• [TEXT PROVIDED]:
Thank you for your suggestions, but… well, in order:
RandomLetters, I have a cheap-o Dell. It’s my understanding it doesn’t even have a separate graphics card, let alone a name brand one.
Aeropl, thanks for the hint about windows-L, and yes, that does work much much faster! So, I set up another account and started arranging the desktop to suit one of my splinter personalities (the Creative Writer, to be exact.) And immediately ran into all sorts of strangenesses. I would ask for a change, give Windows the okay/apply…and nothing happened. Pick a different background, so I’d know at once which personality I as in? Okay, here’s the options. You like that one? Fine…but once out of the selection routine, the wallpaper remained unchanged. And it wouldn’t let me delete the default icons (like “MyComputer” and “MyDocuments”) even though we went through the ‘are you sure?’ and I’d say yes. It would simply close that dialog box and no change happened.
It did let me create new shortcuts, and arrange them on the desktop…but if I window-L’ed over to the main desktop and then back, some of the shortcuts would be gone and the rest all rearranged into rows on the left side. Even when I did a formal log out and save my settings…on return, I’d find things changed back to the way windows wants them.
Annoying.

• [DATA FOR REVIEW]:

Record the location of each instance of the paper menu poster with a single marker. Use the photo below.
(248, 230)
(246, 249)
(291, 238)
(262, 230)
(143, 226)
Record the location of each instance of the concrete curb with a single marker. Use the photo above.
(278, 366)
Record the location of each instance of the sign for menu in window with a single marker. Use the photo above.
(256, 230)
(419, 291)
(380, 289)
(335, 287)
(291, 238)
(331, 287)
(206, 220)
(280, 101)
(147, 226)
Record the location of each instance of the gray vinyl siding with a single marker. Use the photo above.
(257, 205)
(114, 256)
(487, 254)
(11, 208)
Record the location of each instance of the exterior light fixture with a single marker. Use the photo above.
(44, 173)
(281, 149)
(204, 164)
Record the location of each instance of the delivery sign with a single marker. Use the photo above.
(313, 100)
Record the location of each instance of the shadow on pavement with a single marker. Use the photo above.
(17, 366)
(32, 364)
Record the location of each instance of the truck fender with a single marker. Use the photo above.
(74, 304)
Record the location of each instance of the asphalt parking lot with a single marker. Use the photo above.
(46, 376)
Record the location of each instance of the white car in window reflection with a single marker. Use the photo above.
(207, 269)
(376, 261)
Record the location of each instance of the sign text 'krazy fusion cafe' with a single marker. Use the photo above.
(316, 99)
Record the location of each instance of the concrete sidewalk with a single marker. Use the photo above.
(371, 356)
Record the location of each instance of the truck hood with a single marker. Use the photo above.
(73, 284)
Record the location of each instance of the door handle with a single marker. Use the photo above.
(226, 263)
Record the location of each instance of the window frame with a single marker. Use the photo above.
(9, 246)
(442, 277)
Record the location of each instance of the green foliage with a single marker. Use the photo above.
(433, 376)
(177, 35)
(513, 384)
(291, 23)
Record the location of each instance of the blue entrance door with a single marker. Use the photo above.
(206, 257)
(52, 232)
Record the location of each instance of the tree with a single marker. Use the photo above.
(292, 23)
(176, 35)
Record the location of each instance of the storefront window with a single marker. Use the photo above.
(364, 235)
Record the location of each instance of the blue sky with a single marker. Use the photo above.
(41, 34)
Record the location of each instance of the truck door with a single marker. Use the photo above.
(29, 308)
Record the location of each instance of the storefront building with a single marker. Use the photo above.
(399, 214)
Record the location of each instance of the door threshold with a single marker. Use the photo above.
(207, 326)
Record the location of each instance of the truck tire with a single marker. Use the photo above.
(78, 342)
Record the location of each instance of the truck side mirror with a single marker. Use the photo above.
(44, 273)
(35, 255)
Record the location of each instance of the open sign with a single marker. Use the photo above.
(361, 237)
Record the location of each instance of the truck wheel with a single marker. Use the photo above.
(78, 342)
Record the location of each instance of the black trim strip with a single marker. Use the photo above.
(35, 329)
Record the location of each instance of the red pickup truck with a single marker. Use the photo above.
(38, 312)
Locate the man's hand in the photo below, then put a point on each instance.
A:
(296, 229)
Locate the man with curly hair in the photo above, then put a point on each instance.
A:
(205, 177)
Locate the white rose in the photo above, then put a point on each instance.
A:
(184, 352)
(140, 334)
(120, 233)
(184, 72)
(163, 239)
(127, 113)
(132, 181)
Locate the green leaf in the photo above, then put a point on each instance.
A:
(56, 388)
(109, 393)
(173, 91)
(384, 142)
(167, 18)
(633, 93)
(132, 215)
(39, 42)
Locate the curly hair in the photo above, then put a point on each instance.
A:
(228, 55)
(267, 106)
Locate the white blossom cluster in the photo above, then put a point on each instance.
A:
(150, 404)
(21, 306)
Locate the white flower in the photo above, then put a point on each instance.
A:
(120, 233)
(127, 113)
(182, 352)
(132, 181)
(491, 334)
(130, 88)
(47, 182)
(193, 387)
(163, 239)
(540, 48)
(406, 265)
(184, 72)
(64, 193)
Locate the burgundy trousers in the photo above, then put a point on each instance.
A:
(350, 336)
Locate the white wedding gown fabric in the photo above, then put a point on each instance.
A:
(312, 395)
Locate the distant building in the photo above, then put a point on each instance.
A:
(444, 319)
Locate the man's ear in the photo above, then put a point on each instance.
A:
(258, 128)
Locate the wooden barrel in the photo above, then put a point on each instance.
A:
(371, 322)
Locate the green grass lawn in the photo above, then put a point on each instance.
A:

• [WORK TO COMPLETE]:
In the text about the Windows desktop, restate the passage from "Aeropl, thanks for" up to and including "no change happened.", swapping "wallpaper" for "desktop picture".

• [ANSWER TO THIS EXERCISE]:
Aeropl, thanks for the hint about windows-L, and yes, that does work much much faster! So, I set up another account and started arranging the desktop to suit one of my splinter personalities (the Creative Writer, to be exact.) And immediately ran into all sorts of strangenesses. I would ask for a change, give Windows the okay/apply…and nothing happened. Pick a different background, so I’d know at once which personality I as in? Okay, here’s the options. You like that one? Fine…but once out of the selection routine, the desktop picture remained unchanged. And it wouldn’t let me delete the default icons (like “MyComputer” and “MyDocuments”) even though we went through the ‘are you sure?’ and I’d say yes. It would simply close that dialog box and no change happened.